··· Passage given ···
The researchers pay their attention on Hoque’s sincere attempt to capture the seminal War of the Liberation of 1971, and the portrayal of the mother’s determination and sacrifices during her lifetime against the backdrop of the patriarchal structure. There is hardly any focus on the nationalist aspect of the character of Safia Begum who has emerged as a mother analogous with the motherland itself. This study concentrates on the course of action a mother who symbolizes the gradual emergence of the Bangladesh as a nation-state.

Hoque’s Archaeology of the Nationalist Project

 

Parallelism between fact and fiction runs through the narrative of the novel. Though Anisul Hoque incorporates historical documents into the narrative of this novel, and though, for this reason, many call it a docu-fiction, Hoque’s delicate power of intertextualizing fact with fiction, the novel transcends its narrow status of being a historical text. As a part of the project of re-creating an ordinary female figure out of oblivion, Hoque has adopted an archaeological approach, conducted in-depth interviews of those who had close relation with Safia Begum and Azad and made case study and FGD as well as carried out archival research for crafting the character of the protagonist. Along with the individual spaces of Safia Begum, Hoque has set the narrative to cover wider angles encompassing the major historical juncture of Bangladesh, including the Mass Movement of 1969, the election of 1970 and specially the epic War of Independence in 1971. Thus, the narrative has come to connect individual with the national merging the micro with macro which in turn has transformed the narrative into an all-covering melting pot to contain the whole of Bangladesh as much as possible, and the mother Safia Begum and the country have become interchangeable or mutually complementary. Her stance on the face of the critical juncture regarding her son Azad’s custody in Ramana Thana constantly and potently questions the dominant system of thought and ethics, and this integrity regarding her characteristic strictness is essential for gaining freedom. In this connection, Salman Rushdie’s view, in this connection, appears very relevant:

 

Liberty relies on the constant interrogation of any critical system’s first principles. When one is not allowed to question the first principles of the dominant system of thought, and when the penalties for doing so are dire, one finds oneself trapped in a tyranny. (234)
··· Recorded information ···
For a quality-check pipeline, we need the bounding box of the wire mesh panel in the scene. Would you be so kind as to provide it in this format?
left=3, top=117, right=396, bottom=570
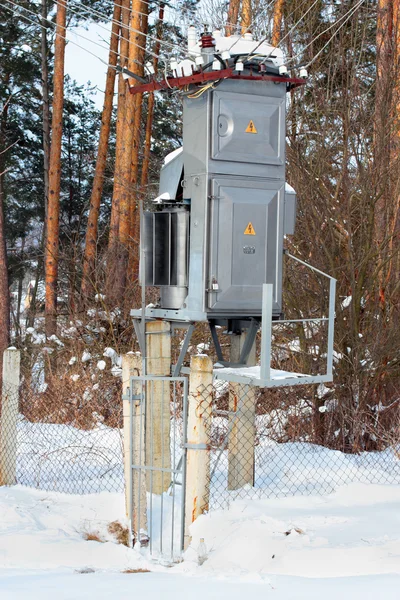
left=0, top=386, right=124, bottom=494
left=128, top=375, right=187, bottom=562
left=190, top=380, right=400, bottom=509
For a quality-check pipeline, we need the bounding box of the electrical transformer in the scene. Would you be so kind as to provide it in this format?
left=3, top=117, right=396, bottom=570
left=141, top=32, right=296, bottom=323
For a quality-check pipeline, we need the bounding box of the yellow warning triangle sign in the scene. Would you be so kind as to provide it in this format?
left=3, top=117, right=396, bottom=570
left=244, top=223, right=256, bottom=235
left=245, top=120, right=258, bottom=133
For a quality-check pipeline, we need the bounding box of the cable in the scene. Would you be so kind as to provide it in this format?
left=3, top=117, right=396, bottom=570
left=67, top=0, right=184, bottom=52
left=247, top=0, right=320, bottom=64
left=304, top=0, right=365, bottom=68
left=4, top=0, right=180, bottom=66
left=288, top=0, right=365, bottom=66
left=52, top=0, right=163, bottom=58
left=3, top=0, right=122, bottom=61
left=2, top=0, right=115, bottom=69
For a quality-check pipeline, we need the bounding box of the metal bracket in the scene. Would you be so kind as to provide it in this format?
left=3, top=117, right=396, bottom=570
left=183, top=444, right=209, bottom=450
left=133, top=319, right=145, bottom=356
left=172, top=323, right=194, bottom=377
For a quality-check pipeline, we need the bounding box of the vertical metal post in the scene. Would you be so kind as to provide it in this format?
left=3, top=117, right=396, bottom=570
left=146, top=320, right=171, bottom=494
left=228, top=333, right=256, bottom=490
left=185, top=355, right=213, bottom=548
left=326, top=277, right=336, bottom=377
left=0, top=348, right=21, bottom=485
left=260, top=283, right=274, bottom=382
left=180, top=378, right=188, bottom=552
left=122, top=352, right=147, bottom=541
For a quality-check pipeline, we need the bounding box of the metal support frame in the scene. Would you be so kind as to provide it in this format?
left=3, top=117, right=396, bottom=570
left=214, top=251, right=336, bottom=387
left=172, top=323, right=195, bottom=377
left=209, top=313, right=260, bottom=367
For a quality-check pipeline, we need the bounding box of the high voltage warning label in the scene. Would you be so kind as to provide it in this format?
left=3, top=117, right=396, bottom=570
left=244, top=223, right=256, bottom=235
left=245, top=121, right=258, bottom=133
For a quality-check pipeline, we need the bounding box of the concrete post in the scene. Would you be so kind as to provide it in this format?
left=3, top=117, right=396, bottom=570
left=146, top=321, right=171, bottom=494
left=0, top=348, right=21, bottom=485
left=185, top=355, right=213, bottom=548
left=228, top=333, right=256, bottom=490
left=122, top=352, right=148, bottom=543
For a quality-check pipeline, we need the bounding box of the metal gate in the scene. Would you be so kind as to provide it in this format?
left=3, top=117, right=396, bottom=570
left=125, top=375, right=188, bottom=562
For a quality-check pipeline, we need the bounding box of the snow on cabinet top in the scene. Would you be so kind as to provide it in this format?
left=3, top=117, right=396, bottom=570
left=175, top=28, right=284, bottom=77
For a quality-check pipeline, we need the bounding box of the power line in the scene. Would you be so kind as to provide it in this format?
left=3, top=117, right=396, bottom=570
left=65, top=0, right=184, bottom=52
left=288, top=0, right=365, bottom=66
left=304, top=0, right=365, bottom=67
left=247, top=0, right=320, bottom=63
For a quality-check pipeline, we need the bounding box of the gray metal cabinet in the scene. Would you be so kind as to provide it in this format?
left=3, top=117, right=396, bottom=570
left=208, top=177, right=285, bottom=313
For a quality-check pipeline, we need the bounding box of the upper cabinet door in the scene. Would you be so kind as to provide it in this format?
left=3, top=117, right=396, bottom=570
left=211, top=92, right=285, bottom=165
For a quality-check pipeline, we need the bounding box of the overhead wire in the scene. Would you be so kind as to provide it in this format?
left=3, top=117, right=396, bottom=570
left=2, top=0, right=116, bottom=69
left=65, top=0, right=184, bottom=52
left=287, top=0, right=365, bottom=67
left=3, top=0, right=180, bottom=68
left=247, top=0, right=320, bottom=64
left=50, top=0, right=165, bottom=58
···
- _Task brief_: Repeat word for word the part of the passage on Hoque's novel above, from "Liberty relies on" to "a tyranny. (234)".

- _Solved exercise_:
Liberty relies on the constant interrogation of any critical system’s first principles. When one is not allowed to question the first principles of the dominant system of thought, and when the penalties for doing so are dire, one finds oneself trapped in a tyranny. (234)